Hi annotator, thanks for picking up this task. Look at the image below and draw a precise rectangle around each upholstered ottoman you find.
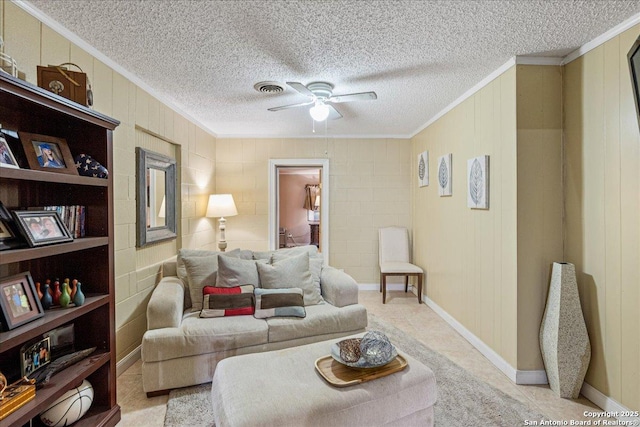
[211,334,437,427]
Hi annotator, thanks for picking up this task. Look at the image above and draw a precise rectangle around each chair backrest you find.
[378,227,411,263]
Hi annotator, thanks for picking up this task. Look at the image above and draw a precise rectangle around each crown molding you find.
[16,0,218,138]
[562,13,640,65]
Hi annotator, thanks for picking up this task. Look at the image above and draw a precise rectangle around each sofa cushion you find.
****
* WORK REQUIRED
Recast every item above as a numbered list with no blank lines, and leave the pictures out.

* ANSWER TO THIS TASK
1. Hi annotator, thanks for picking up this task. Look at the image below and draw a precise rectangle around each upholstered ottoman you find.
2. [211,334,437,427]
3. Hi annotator, thanks for picking up this task. Look at the image above and draw a precise rectangle around each chair backrest you find.
4. [378,227,411,263]
5. Hi annotator, thanks for picking up this task. Look at the image above and draw a precise rectangle around each crown molding you find.
6. [16,0,218,138]
7. [562,13,640,65]
8. Hi annotator, thanks for picking up this task. Look at the image above and draw a precise rectangle around each sofa cushion you find.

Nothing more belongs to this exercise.